YELLOWSTAR MAGAZİNE GÜNCEL İŞ VE EKONOMİ HABERLERİ

Bu desteklere ‘tamamlayıcı’ adım şart

Tarım

Tarıma yönelik açıklanan yeni destekler; sektör temsilcileri tarafından olumlu karşılanırken, uygulamanın etkili olabilmesi için tamamlayıcı adımlara ihtiyaç duyulduğu belirtiliyor.

İSTANBUL-NURULLAH SARI(YSM) - Cumhurbaşkanı Recep Tayyip Erdoğan’ın geçtiğimiz cumarte­si günü Ziraat Bankası’nın 4. Tarım Ekosistemi Buluş­ması’nda açıkladığı destek paketleri, tarım sektörünün temsilcileri tarafından olum­lu karşılandı. Sektör temsilcileri, verilen desteklerin etkili olabilmesi için tamamlayı­cı önlemlerin de hayata geçiril­mesi gerektiğine dikkat çekiyor.

Özellikle sera kurulumu ve süt hayvancılığına yönelik destek­lerin daha bütün­cül bir yaklaşım­la ele alınması gerektiği vurgulanıyor. Tem­silciler, 10 dekar üzeri sera­lar için de destek talep ediyor. Süt hayvancılığı için açıkla­nan yatırım kredilerinin, sek­törün gelişimi ve hayvan var­lığının artırılması açısından önemli olduğu belirtiliyor. Ancak temsilciler, bu deste­ğin de sürdürülebilir olabil­mesi için süt fiyatlarının da üretici lehine revize edilme­si gerektiğini ifade ediyorlar.

** Görev tanımı **
Tarım destekleri haberinde sektör temsilcilerinin gerekli gördüğü veya talep ettiği adımların tümünü listeleyin.

** Sağlanan satırlar **
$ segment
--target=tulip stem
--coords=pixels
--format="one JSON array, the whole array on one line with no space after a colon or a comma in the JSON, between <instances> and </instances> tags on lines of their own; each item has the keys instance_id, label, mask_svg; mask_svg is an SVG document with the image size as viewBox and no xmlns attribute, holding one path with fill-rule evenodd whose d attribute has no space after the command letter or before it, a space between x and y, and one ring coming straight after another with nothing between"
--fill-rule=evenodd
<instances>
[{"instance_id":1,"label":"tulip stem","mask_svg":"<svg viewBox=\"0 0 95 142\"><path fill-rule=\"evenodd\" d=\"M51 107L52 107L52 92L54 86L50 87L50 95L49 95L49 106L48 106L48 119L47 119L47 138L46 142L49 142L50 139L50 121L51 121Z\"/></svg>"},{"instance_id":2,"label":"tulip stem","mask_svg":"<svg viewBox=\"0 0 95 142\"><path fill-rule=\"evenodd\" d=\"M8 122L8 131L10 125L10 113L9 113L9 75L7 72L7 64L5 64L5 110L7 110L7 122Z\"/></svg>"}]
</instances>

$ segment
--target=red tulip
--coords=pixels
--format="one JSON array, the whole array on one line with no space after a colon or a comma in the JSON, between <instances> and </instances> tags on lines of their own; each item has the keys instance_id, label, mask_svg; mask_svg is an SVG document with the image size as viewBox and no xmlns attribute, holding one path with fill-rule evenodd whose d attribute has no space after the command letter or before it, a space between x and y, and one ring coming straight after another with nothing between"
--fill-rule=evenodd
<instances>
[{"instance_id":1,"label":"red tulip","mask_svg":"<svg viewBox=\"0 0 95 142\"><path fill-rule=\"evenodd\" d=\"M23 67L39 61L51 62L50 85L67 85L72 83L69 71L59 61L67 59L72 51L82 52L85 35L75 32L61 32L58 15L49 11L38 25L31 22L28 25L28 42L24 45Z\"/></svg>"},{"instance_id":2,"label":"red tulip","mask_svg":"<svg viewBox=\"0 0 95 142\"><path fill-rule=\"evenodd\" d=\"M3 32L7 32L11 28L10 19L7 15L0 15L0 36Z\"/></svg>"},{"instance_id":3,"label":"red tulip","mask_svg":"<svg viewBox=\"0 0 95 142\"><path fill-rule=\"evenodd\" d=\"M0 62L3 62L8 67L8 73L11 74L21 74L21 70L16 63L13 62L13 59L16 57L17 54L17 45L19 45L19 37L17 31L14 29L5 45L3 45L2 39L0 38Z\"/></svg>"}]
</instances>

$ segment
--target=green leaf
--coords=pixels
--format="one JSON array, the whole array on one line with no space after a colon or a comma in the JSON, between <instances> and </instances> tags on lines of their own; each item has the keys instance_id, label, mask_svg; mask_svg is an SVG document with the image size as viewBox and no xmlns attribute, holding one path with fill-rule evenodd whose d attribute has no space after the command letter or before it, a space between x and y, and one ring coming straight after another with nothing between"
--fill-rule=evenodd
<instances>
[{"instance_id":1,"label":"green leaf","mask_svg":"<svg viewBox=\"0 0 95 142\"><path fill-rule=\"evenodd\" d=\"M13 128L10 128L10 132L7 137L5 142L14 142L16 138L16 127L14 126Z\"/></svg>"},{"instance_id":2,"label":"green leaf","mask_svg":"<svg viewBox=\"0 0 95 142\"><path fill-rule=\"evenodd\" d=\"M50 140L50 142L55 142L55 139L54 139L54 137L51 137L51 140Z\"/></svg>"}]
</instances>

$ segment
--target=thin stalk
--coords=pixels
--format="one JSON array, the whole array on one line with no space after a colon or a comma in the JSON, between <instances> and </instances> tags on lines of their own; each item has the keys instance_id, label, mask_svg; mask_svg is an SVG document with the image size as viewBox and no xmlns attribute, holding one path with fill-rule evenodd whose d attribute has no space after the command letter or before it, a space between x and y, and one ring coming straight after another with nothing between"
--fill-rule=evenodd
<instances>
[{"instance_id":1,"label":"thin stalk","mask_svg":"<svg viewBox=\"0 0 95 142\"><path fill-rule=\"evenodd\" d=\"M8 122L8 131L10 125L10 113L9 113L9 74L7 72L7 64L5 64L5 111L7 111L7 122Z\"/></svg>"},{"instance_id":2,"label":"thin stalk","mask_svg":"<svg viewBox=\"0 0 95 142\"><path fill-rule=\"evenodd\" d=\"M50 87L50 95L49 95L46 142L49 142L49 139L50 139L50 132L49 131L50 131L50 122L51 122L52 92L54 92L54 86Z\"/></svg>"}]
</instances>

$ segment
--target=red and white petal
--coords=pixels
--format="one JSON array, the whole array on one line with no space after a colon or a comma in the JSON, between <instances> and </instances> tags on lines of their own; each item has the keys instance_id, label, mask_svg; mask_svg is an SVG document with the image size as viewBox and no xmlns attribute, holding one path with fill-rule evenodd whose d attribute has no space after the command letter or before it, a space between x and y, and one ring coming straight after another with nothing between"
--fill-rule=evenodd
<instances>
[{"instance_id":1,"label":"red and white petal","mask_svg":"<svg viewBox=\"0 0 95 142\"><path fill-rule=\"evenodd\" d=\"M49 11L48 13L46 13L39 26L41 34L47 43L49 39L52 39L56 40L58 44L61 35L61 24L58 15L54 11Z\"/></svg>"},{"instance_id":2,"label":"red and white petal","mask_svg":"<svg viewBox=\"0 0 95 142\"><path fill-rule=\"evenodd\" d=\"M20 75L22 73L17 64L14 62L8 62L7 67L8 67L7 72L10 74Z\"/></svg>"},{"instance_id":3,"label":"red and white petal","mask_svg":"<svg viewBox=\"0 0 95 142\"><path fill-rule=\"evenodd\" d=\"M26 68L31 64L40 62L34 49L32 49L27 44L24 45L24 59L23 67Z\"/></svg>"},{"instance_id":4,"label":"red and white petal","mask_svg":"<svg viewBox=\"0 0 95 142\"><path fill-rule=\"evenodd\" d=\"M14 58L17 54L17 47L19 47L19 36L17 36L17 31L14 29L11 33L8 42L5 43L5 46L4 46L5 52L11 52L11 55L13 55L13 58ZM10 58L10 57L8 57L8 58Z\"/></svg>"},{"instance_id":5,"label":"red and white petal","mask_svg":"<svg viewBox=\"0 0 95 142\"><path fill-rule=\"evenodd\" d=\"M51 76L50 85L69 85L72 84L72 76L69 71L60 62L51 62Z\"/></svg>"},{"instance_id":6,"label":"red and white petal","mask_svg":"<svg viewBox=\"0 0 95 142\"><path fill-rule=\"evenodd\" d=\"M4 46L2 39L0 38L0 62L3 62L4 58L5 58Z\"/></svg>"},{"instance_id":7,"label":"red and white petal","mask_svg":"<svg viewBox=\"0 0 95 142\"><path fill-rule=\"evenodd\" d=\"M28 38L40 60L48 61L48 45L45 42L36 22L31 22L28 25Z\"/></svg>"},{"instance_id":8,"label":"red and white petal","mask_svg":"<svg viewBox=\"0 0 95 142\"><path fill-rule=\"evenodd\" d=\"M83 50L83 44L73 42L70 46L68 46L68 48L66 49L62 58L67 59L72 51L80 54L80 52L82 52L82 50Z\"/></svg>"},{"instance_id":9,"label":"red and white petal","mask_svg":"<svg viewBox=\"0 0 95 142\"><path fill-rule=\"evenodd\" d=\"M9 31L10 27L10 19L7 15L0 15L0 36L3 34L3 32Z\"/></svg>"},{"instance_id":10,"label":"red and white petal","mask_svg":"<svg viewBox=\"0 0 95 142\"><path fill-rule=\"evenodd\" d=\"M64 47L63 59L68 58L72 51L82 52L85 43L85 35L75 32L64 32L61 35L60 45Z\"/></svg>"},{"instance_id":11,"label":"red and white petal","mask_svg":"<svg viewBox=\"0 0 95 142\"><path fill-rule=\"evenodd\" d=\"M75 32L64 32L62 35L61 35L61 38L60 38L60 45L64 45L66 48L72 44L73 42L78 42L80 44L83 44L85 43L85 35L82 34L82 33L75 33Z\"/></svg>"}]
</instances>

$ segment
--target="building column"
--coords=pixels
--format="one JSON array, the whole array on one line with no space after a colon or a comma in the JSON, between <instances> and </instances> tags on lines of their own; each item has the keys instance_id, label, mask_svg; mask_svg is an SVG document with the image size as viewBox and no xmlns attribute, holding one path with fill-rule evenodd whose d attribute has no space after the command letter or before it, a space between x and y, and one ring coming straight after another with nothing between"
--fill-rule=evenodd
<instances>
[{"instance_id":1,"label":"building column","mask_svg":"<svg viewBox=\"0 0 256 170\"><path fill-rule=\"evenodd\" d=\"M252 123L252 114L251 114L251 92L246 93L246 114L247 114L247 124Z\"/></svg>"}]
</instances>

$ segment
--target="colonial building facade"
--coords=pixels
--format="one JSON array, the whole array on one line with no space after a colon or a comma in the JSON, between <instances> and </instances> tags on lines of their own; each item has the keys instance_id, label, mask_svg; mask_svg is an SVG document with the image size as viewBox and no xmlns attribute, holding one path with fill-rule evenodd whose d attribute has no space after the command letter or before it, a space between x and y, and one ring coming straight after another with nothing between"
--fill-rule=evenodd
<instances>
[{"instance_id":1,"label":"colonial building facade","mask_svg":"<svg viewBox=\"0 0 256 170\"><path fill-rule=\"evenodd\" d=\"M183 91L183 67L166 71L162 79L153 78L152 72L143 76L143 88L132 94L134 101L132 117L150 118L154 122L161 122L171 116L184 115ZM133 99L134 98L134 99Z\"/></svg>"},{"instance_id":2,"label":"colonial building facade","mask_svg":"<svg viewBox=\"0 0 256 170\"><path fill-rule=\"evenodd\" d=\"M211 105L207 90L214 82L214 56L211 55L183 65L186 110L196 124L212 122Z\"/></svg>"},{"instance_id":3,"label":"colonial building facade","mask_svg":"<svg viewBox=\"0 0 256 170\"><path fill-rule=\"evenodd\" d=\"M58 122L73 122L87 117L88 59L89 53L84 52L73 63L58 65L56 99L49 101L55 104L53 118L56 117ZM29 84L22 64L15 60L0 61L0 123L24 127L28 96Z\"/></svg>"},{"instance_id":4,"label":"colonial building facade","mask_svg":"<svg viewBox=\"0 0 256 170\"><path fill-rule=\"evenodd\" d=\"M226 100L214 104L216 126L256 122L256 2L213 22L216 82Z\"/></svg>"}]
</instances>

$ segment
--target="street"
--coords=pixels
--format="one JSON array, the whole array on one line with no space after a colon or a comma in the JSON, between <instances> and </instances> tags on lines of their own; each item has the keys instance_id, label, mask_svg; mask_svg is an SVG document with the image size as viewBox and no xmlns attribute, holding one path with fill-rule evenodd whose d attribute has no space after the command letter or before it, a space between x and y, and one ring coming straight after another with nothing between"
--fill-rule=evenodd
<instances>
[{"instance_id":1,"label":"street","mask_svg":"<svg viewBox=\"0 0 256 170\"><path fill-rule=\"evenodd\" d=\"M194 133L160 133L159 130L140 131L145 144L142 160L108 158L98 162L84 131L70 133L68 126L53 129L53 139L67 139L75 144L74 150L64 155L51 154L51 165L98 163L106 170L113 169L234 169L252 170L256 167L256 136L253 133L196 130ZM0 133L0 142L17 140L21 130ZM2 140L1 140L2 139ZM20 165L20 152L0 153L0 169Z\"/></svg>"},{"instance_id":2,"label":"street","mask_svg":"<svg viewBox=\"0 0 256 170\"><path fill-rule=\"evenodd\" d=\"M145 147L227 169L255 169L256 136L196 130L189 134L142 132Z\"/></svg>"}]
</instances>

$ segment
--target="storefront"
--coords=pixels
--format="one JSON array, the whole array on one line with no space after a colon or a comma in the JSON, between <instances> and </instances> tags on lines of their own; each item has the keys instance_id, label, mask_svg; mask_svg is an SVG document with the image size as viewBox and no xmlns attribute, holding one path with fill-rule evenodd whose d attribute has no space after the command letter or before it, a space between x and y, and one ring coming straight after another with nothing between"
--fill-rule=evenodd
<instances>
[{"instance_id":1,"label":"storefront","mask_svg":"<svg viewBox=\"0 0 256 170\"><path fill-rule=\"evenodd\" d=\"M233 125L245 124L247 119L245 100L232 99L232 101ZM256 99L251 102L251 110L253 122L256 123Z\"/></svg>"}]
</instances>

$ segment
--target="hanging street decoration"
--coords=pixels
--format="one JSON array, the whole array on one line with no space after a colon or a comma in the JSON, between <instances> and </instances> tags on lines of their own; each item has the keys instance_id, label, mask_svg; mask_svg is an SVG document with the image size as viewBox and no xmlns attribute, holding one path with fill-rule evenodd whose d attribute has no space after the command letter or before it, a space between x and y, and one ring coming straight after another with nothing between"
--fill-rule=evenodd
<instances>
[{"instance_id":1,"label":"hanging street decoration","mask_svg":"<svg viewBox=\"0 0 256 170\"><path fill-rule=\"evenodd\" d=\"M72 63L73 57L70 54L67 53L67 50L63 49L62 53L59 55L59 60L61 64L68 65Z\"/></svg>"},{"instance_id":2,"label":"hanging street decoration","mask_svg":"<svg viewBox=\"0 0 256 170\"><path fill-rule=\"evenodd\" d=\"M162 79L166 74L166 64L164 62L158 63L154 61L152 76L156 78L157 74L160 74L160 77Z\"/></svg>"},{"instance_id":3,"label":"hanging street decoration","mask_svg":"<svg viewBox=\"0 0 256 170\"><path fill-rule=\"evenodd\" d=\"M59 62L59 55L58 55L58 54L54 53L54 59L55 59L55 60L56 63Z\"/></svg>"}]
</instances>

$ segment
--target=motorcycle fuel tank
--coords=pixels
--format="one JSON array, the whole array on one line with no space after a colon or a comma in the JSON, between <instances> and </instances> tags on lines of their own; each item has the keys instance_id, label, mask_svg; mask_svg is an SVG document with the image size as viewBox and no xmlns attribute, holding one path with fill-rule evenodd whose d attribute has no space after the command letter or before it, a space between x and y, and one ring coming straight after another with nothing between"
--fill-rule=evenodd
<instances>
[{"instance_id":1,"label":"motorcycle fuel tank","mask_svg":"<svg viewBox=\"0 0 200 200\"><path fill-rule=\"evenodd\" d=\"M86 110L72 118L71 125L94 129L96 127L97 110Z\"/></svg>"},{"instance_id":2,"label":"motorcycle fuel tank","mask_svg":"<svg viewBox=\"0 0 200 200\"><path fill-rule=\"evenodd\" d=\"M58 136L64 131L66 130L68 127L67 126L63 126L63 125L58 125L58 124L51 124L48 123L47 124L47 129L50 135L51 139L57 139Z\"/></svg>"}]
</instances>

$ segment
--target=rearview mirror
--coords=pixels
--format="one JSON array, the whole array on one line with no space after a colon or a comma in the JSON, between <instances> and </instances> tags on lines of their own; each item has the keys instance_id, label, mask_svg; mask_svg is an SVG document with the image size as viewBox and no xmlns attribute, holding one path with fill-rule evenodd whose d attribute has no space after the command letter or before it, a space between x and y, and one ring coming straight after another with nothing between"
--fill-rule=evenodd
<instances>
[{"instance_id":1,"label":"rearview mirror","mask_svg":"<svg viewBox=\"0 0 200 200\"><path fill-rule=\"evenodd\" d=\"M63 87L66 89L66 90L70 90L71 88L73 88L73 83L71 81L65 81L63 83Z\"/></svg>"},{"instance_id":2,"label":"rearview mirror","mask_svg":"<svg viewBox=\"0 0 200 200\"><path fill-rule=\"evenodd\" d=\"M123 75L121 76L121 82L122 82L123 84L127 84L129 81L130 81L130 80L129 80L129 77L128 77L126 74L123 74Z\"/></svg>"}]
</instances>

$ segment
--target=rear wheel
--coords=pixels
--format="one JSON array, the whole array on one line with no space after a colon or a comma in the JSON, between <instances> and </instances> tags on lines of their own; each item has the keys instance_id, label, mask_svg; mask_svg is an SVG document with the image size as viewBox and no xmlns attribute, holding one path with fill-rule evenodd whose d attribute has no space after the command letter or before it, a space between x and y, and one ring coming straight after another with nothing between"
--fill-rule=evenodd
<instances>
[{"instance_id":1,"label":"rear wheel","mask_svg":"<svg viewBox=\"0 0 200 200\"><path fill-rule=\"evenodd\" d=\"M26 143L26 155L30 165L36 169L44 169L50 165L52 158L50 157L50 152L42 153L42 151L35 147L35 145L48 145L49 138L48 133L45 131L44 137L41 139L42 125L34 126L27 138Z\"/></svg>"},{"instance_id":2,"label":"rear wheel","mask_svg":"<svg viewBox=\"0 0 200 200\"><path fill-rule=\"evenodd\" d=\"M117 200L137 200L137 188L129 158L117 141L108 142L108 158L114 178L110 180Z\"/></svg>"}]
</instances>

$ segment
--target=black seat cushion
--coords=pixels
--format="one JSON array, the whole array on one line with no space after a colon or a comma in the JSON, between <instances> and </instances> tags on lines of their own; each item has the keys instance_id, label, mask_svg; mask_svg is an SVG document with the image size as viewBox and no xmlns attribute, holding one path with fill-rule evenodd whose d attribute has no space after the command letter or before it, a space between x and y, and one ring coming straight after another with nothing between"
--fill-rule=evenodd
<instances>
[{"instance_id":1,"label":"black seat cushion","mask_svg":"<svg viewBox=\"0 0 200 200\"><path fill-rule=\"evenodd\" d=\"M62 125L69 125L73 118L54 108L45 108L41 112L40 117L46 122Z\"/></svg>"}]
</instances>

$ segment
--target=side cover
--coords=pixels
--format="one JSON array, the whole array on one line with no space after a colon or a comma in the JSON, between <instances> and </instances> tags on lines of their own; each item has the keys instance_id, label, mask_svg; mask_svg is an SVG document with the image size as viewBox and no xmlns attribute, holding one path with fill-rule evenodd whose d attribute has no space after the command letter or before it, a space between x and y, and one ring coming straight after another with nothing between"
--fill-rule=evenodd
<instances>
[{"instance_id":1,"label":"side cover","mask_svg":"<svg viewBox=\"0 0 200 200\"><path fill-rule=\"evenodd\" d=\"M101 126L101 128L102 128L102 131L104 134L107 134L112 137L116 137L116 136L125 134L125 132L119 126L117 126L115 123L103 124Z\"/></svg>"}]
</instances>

** Alıştırma yanıtı **
- Verilen desteklerin etkili olabilmesi için tamamlayıcı önlemlerin de hayata geçirilmesi
- Sera kurulumu ve süt hayvancılığına yönelik desteklerin daha bütüncül bir yaklaşımla ele alınması
- 10 dekar üzeri seralar için de destek verilmesi
- Süt fiyatlarının üretici lehine revize edilmesi